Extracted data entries
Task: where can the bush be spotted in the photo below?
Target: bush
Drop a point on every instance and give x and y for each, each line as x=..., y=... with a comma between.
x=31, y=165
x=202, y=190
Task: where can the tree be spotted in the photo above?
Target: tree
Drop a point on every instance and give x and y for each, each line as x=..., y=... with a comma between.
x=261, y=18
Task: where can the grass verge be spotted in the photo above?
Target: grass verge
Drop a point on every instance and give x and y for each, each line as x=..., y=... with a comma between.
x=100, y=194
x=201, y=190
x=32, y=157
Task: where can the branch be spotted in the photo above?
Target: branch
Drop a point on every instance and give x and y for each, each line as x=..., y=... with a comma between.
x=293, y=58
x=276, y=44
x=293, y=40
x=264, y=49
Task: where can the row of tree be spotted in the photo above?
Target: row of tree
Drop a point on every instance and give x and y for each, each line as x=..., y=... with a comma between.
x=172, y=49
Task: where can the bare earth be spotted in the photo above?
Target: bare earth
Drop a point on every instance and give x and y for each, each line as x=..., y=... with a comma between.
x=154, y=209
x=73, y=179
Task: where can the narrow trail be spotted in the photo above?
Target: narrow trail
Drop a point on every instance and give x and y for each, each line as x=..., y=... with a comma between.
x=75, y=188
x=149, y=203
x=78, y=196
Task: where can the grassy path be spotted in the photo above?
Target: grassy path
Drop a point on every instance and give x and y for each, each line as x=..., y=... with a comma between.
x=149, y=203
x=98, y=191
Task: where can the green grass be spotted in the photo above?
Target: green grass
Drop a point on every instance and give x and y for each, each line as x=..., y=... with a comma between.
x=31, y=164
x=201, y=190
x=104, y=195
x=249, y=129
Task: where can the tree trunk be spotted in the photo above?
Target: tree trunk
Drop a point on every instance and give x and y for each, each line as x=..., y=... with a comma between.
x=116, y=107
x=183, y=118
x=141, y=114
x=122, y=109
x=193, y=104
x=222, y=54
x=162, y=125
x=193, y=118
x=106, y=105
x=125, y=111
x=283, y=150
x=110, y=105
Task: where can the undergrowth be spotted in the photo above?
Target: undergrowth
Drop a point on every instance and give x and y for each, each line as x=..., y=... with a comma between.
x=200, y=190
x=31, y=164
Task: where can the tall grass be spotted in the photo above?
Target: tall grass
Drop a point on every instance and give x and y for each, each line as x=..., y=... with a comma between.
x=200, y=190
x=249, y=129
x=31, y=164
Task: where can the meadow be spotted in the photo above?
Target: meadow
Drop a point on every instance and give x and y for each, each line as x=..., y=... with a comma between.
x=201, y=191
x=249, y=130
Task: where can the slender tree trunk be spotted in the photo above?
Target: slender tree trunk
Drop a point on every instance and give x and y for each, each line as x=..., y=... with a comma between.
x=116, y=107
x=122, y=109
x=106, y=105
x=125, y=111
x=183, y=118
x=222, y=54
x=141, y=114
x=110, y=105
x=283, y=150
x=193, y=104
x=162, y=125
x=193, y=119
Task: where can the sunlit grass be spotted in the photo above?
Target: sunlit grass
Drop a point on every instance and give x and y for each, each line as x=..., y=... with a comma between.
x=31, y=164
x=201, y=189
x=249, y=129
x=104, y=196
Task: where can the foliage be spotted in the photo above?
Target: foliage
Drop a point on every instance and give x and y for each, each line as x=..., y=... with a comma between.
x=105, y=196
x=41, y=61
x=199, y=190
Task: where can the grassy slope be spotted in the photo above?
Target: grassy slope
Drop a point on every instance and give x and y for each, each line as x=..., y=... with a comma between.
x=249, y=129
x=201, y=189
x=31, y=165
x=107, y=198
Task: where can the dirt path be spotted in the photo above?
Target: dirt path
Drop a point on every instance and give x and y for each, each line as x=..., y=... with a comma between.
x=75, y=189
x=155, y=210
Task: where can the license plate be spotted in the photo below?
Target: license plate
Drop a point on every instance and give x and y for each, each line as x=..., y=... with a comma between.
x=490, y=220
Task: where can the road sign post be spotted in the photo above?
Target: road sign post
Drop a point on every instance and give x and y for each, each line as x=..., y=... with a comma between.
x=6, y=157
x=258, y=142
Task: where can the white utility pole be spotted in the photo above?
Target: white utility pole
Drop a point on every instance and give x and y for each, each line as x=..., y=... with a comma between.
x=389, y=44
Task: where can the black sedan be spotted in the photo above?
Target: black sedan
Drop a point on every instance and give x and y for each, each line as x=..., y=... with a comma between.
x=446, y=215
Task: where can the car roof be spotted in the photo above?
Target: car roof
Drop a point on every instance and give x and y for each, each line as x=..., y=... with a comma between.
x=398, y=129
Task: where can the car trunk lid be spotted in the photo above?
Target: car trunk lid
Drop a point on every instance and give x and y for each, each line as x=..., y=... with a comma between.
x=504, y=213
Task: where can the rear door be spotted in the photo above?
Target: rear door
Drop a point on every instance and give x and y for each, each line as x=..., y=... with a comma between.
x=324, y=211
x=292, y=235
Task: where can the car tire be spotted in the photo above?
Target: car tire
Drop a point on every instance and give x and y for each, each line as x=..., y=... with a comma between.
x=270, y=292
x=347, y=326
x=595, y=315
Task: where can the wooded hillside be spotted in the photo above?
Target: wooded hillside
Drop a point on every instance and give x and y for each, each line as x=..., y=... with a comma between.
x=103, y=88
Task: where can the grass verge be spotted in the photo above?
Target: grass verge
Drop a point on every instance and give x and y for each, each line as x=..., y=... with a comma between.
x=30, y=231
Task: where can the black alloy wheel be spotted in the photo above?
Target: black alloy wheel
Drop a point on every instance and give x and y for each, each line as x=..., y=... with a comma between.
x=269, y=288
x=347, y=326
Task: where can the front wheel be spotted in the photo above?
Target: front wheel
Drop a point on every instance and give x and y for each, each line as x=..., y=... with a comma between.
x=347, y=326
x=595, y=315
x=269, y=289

Problem details>
Set down, without any change, the part of the records above that opens with the line containing "Task: where can the slender" and closes with the line containing "x=398, y=129", both of those lines included.

Solution to this task>
Task: where can the slender tree trunk be spotted in the photo above?
Target: slender tree trunk
Drop a point on every instance and give x and y for each, each line as x=..., y=... with a comma between.
x=116, y=107
x=122, y=109
x=106, y=105
x=125, y=111
x=183, y=118
x=222, y=54
x=141, y=114
x=110, y=105
x=283, y=150
x=193, y=104
x=162, y=125
x=193, y=119
Task: where can the sunlit grass be spotted in the photo above?
Target: sunlit grass
Drop a point on every instance and give x and y for each, each line as x=..., y=... with a comma between.
x=31, y=164
x=201, y=189
x=249, y=129
x=104, y=196
Task: where can the foliage be spotted in the photo above?
Target: foliage
Drop a point on every instance and give x and y for each, each line as x=..., y=... with a comma between.
x=105, y=196
x=41, y=61
x=199, y=190
Task: where can the grassy slope be spotted in the photo above?
Target: grassy slope
Drop a point on every instance and give x and y for each, each line as x=..., y=... with a comma between.
x=249, y=129
x=201, y=189
x=31, y=165
x=107, y=198
Task: where can the dirt path be spotted in the photo above?
Target: dirt path
Drop a point on every instance and give x and y for each, each line as x=..., y=... with a comma between.
x=75, y=189
x=155, y=210
Task: where can the license plate be spotted in the photo below?
Target: license plate
Drop a point on every instance and give x and y for each, each line as x=..., y=... with a comma between.
x=490, y=220
Task: where can the road sign post be spotted in the photo above?
Target: road sign post
Drop a point on every instance and give x and y for each, each line as x=..., y=... with a comma between.
x=6, y=157
x=258, y=142
Task: where can the white utility pole be spotted in the photo above?
Target: white utility pole
Drop a point on every instance and give x and y for each, each line as x=..., y=... with a comma between.
x=389, y=44
Task: where can the black sedan be spotted in the photo above?
Target: black sedan
Drop a point on every instance and give x and y for each, each line as x=..., y=... with a comma between.
x=446, y=215
Task: where can the car roof be spotted in the photo above?
Target: car roof
Drop a point on every instance and give x and y for each, each line as x=..., y=... with a comma between.
x=398, y=129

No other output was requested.